Goal of the exercise:
Search the listing for the word "locate" and return each line that contains it.

Source material:
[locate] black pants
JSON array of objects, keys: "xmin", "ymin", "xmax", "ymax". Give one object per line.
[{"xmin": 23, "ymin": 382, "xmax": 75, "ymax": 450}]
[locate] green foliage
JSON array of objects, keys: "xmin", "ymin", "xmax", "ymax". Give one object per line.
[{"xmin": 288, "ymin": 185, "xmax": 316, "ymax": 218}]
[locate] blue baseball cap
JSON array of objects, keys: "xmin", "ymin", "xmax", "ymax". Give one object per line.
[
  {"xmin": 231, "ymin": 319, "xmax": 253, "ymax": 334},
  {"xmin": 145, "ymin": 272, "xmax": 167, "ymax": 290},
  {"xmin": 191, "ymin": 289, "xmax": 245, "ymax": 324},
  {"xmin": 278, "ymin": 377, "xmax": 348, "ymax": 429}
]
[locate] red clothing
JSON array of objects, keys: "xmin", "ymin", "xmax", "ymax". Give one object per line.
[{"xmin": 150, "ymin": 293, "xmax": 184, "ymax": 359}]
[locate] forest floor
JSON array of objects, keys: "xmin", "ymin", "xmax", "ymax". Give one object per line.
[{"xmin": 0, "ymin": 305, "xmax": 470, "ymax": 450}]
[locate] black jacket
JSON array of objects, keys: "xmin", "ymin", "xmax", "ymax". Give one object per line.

Task response:
[locate] black pants
[locate] green foliage
[locate] blue baseball cap
[locate] red clothing
[locate] forest floor
[locate] black jacket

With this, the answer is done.